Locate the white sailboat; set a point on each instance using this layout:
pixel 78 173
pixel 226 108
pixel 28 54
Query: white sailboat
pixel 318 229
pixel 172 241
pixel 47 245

* * *

▸ **INSTRUCTION**
Output all of the data again, exactly.

▸ **RESULT**
Locate the white sailboat; set a point on each instance using this layout:
pixel 78 173
pixel 226 108
pixel 28 54
Query: white sailboat
pixel 318 229
pixel 172 241
pixel 47 245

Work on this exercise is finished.